───── Records supplied

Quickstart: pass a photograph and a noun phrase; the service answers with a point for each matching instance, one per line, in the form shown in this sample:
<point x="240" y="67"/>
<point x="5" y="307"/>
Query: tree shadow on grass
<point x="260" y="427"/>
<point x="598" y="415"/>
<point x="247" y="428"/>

──────────

Can you write out these entries again, swapping "Query" for "Label" and changing nothing else?

▶ Right answer
Quickstart: pass a photograph and a noun phrase; the service answers with a point for each matching instance, one per line, in the form shown in this sample:
<point x="240" y="67"/>
<point x="5" y="307"/>
Label: tree shadow on grass
<point x="260" y="427"/>
<point x="598" y="415"/>
<point x="247" y="428"/>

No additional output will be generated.